Stored dataset items:
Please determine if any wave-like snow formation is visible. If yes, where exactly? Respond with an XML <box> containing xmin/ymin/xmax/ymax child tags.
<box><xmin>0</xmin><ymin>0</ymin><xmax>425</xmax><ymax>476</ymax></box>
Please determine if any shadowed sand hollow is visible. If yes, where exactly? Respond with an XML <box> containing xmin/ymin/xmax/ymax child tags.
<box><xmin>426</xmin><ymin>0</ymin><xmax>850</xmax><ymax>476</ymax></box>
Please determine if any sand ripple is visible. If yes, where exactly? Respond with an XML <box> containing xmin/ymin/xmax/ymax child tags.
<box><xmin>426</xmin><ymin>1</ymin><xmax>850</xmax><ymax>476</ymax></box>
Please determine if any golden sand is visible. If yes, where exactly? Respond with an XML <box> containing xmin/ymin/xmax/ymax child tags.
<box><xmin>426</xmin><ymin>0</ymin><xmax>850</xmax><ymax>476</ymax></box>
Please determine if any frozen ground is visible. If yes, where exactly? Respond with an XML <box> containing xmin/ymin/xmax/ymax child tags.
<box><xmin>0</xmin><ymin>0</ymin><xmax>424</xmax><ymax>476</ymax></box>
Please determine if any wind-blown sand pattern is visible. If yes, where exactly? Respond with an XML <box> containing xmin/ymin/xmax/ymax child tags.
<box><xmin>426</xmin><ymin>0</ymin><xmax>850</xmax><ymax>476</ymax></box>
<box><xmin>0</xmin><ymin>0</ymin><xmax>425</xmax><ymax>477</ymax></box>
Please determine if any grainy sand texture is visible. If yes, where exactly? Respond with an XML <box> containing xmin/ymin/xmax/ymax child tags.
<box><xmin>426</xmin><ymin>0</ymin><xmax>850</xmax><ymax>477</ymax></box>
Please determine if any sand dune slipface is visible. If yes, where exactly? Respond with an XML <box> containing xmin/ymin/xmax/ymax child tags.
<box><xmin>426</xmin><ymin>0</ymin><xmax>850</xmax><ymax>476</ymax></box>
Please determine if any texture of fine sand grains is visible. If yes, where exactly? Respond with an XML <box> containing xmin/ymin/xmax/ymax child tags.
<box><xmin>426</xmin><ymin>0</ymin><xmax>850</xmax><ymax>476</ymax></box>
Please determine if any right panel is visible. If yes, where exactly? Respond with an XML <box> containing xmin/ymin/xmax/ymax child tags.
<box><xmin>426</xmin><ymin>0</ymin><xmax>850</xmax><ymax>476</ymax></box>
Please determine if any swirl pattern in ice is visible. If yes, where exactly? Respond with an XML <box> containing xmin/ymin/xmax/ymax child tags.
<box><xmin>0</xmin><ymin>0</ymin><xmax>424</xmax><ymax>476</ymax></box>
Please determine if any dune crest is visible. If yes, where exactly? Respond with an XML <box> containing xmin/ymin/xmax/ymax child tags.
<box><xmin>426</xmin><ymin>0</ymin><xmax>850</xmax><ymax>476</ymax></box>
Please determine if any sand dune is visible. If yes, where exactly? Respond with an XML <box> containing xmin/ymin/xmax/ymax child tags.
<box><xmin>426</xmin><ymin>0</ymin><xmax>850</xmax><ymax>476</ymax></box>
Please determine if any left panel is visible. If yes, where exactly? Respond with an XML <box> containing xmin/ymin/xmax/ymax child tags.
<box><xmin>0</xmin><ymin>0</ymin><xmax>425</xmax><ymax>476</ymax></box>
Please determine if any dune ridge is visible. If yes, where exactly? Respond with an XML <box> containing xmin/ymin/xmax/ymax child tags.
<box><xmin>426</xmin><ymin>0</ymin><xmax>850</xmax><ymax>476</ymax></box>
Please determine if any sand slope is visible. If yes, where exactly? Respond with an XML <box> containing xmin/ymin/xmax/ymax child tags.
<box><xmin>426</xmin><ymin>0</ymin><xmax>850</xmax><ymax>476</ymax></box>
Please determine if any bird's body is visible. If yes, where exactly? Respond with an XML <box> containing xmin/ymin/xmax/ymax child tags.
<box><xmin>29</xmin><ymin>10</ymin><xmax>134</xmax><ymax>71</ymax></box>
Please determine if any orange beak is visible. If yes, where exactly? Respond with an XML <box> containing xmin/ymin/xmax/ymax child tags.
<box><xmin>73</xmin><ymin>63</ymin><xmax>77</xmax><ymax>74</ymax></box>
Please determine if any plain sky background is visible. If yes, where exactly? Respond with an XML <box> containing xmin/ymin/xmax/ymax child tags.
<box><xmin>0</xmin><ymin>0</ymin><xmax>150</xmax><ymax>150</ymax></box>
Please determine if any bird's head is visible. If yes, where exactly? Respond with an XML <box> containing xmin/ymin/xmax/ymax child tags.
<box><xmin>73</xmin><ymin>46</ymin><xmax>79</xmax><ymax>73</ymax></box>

YOUR INSTRUCTIONS
Please output the lines above as a Markdown table with the columns "Row" and "Line", numbering each row and leaving out blank lines.

EXERCISE ANSWER
| Row | Line |
|---|---|
| 1 | Please determine if any wave-like snow formation is visible. If yes, where exactly? Respond with an XML <box> containing xmin/ymin/xmax/ymax child tags. |
| 2 | <box><xmin>0</xmin><ymin>0</ymin><xmax>425</xmax><ymax>476</ymax></box> |
| 3 | Please determine if any shadowed sand hollow is visible. If yes, where exactly? Respond with an XML <box> containing xmin/ymin/xmax/ymax child tags. |
| 4 | <box><xmin>426</xmin><ymin>0</ymin><xmax>850</xmax><ymax>476</ymax></box> |
| 5 | Please determine if any sand ripple is visible. If yes, where exactly? Respond with an XML <box> containing xmin/ymin/xmax/ymax child tags. |
| 6 | <box><xmin>426</xmin><ymin>1</ymin><xmax>850</xmax><ymax>476</ymax></box> |
| 7 | Please determine if any golden sand is visible. If yes, where exactly? Respond with an XML <box> containing xmin/ymin/xmax/ymax child tags. |
| 8 | <box><xmin>426</xmin><ymin>0</ymin><xmax>850</xmax><ymax>476</ymax></box> |
| 9 | Please determine if any frozen ground is visible. If yes, where exactly? Respond with an XML <box> containing xmin/ymin/xmax/ymax child tags. |
| 10 | <box><xmin>0</xmin><ymin>0</ymin><xmax>424</xmax><ymax>476</ymax></box> |
| 11 | Please determine if any wind-blown sand pattern is visible. If yes, where exactly? Respond with an XML <box> containing xmin/ymin/xmax/ymax child tags. |
| 12 | <box><xmin>426</xmin><ymin>0</ymin><xmax>850</xmax><ymax>476</ymax></box> |
| 13 | <box><xmin>0</xmin><ymin>0</ymin><xmax>425</xmax><ymax>477</ymax></box> |
| 14 | Please determine if any grainy sand texture is visible. If yes, where exactly? Respond with an XML <box> containing xmin/ymin/xmax/ymax child tags. |
| 15 | <box><xmin>426</xmin><ymin>0</ymin><xmax>850</xmax><ymax>477</ymax></box> |
| 16 | Please determine if any sand dune slipface is visible. If yes, where exactly? Respond with an XML <box> containing xmin/ymin/xmax/ymax child tags. |
| 17 | <box><xmin>426</xmin><ymin>0</ymin><xmax>850</xmax><ymax>476</ymax></box> |
| 18 | Please determine if any texture of fine sand grains is visible. If yes, where exactly? Respond with an XML <box> containing xmin/ymin/xmax/ymax child tags. |
| 19 | <box><xmin>426</xmin><ymin>0</ymin><xmax>850</xmax><ymax>476</ymax></box> |
| 20 | Please determine if any right panel is visible. If yes, where exactly? Respond with an XML <box> containing xmin/ymin/xmax/ymax child tags. |
| 21 | <box><xmin>426</xmin><ymin>0</ymin><xmax>850</xmax><ymax>476</ymax></box> |
| 22 | Please determine if any swirl pattern in ice is visible. If yes, where exactly? Respond with an XML <box> containing xmin/ymin/xmax/ymax child tags. |
| 23 | <box><xmin>0</xmin><ymin>0</ymin><xmax>424</xmax><ymax>476</ymax></box> |
| 24 | Please determine if any dune crest is visible. If yes, where exactly? Respond with an XML <box> containing xmin/ymin/xmax/ymax child tags. |
| 25 | <box><xmin>426</xmin><ymin>0</ymin><xmax>850</xmax><ymax>476</ymax></box> |
| 26 | Please determine if any sand dune is visible. If yes, where exactly? Respond with an XML <box> containing xmin/ymin/xmax/ymax child tags. |
| 27 | <box><xmin>426</xmin><ymin>0</ymin><xmax>850</xmax><ymax>476</ymax></box> |
| 28 | Please determine if any left panel is visible. If yes, where exactly? Respond with an XML <box> containing xmin/ymin/xmax/ymax child tags. |
| 29 | <box><xmin>0</xmin><ymin>0</ymin><xmax>425</xmax><ymax>476</ymax></box> |
| 30 | Please determine if any dune ridge is visible. If yes, where exactly? Respond with an XML <box> containing xmin/ymin/xmax/ymax child tags. |
| 31 | <box><xmin>426</xmin><ymin>0</ymin><xmax>850</xmax><ymax>476</ymax></box> |
| 32 | Please determine if any sand slope is visible. If yes, where exactly? Respond with an XML <box> containing xmin/ymin/xmax/ymax child tags. |
| 33 | <box><xmin>426</xmin><ymin>0</ymin><xmax>850</xmax><ymax>476</ymax></box> |
| 34 | Please determine if any bird's body is visible. If yes, where exactly? Respond with an XML <box> containing xmin/ymin/xmax/ymax child tags. |
| 35 | <box><xmin>29</xmin><ymin>10</ymin><xmax>134</xmax><ymax>71</ymax></box> |
| 36 | Please determine if any orange beak is visible. If yes, where exactly? Respond with an XML <box> containing xmin/ymin/xmax/ymax child tags. |
| 37 | <box><xmin>73</xmin><ymin>63</ymin><xmax>77</xmax><ymax>74</ymax></box> |
| 38 | Please determine if any plain sky background is visible. If yes, where exactly? Respond with an XML <box> containing xmin/ymin/xmax/ymax child tags. |
| 39 | <box><xmin>0</xmin><ymin>0</ymin><xmax>150</xmax><ymax>150</ymax></box> |
| 40 | Please determine if any bird's head is visible. If yes, where exactly? Respond with an XML <box> containing xmin/ymin/xmax/ymax child tags. |
| 41 | <box><xmin>73</xmin><ymin>46</ymin><xmax>79</xmax><ymax>73</ymax></box> |